--- Start Extracted material ---

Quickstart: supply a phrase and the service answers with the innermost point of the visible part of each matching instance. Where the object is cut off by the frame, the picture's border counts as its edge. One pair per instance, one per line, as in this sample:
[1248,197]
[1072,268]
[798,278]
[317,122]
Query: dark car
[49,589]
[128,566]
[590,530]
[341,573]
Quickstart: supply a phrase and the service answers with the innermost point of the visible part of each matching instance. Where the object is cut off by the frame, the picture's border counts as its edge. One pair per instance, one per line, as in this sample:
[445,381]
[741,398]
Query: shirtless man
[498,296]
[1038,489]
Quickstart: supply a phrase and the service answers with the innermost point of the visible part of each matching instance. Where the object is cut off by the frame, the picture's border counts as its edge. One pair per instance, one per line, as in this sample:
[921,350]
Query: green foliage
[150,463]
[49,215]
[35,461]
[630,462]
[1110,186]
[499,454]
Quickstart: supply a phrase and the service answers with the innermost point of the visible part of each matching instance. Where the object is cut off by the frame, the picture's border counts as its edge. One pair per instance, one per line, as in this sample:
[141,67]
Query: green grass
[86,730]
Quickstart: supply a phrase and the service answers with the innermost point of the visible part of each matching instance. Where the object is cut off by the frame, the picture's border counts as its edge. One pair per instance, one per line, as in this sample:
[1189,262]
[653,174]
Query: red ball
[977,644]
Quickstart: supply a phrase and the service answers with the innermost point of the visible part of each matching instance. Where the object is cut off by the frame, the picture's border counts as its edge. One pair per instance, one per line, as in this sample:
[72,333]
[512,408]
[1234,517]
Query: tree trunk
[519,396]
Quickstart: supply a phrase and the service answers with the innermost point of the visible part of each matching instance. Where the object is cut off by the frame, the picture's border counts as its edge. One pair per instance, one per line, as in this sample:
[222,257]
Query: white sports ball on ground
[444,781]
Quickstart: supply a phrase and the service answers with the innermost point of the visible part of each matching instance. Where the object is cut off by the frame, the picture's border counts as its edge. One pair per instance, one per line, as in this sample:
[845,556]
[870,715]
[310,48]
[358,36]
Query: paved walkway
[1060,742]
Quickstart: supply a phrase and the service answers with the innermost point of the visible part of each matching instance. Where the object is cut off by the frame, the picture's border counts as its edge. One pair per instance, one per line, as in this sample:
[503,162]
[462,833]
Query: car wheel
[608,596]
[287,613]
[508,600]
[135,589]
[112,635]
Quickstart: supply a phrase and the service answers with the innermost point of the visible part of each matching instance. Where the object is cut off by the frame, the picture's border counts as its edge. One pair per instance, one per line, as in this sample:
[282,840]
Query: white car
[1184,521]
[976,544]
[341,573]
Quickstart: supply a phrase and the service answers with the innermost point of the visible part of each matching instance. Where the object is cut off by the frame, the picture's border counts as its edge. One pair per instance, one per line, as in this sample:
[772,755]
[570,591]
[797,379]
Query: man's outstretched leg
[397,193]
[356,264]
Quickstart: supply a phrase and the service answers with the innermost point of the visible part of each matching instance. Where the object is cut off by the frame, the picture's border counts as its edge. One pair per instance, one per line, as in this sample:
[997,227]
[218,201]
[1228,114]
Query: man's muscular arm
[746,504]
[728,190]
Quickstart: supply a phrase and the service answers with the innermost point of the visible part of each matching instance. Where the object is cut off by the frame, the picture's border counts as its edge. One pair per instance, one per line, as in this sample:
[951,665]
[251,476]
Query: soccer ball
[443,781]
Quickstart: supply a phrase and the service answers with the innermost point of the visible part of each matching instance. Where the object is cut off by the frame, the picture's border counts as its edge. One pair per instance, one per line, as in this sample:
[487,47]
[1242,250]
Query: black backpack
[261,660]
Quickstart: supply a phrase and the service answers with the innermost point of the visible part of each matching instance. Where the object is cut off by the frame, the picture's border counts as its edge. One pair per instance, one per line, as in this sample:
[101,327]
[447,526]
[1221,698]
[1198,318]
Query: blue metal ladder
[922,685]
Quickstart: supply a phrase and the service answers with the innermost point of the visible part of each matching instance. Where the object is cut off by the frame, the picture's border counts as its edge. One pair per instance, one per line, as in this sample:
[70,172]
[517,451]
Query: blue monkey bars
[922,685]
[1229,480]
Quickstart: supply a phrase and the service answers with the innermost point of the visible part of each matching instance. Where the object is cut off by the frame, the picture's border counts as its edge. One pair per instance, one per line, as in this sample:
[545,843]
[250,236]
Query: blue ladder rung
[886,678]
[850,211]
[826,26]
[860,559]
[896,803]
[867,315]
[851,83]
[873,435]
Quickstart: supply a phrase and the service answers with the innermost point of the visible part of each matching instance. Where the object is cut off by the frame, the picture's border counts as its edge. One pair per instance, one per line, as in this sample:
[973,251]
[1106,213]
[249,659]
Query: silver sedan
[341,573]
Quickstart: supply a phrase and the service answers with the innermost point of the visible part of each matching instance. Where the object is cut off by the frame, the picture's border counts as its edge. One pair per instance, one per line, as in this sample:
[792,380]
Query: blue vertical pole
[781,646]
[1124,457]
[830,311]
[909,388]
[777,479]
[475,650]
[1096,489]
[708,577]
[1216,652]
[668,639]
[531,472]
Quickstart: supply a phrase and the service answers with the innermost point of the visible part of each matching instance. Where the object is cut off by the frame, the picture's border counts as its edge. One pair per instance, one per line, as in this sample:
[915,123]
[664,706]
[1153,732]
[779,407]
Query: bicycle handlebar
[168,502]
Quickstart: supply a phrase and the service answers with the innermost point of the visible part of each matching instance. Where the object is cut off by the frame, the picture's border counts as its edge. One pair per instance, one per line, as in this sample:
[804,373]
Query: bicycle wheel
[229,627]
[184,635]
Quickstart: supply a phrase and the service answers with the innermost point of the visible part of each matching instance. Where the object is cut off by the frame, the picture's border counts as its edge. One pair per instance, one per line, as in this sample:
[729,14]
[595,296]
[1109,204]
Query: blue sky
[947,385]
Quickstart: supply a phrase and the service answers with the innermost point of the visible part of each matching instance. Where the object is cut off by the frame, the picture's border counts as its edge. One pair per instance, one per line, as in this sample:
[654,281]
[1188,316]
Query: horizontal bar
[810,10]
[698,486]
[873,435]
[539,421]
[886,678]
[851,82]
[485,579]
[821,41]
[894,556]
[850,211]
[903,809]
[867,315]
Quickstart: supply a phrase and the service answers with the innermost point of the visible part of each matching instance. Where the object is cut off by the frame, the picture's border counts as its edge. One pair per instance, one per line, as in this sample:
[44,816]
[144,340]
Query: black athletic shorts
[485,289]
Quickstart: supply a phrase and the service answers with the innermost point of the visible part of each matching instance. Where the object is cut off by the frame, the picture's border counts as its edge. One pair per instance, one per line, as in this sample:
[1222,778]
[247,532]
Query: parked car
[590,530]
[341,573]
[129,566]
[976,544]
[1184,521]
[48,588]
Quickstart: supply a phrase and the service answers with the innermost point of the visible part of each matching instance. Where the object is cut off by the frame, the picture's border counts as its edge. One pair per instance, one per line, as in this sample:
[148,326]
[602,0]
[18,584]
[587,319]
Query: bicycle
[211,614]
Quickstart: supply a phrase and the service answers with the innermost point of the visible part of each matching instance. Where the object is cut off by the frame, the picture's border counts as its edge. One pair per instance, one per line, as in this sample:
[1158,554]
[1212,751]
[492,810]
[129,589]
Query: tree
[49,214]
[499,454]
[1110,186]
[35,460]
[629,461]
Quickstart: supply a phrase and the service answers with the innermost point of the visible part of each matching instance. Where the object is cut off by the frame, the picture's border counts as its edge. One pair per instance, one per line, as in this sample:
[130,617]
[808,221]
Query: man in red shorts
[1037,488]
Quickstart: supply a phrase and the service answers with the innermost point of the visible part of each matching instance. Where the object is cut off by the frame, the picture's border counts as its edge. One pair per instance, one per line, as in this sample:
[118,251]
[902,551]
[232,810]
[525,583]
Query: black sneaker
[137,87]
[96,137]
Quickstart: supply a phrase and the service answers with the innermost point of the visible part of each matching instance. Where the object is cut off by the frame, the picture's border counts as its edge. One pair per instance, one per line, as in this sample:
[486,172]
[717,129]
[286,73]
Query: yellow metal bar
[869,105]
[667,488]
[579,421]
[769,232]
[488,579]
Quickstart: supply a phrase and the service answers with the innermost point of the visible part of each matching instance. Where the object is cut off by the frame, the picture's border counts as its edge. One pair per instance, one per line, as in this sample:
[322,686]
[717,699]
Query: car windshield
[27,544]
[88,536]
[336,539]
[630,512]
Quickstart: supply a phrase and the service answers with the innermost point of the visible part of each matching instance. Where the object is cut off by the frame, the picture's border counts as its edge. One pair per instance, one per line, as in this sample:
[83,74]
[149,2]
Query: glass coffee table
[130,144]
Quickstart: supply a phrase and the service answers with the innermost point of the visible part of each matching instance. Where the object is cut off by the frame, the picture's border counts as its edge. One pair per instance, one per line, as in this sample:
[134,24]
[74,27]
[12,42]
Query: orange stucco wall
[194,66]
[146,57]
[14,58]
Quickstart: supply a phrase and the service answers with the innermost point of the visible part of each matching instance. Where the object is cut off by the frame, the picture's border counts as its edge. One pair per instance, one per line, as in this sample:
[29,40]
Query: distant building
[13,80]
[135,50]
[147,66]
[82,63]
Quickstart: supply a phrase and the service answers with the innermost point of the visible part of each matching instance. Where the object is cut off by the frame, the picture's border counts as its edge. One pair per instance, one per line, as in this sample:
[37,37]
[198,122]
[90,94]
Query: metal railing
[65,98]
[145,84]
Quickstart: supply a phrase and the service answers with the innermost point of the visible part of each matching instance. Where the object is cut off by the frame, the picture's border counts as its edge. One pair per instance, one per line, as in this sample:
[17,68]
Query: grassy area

--- End Extracted material ---

● **Exercise objective**
Collect every line in the data above that contains the word "ladder", copying each one in full.

● **Solution**
Query: blue metal ladder
Query: blue ladder rung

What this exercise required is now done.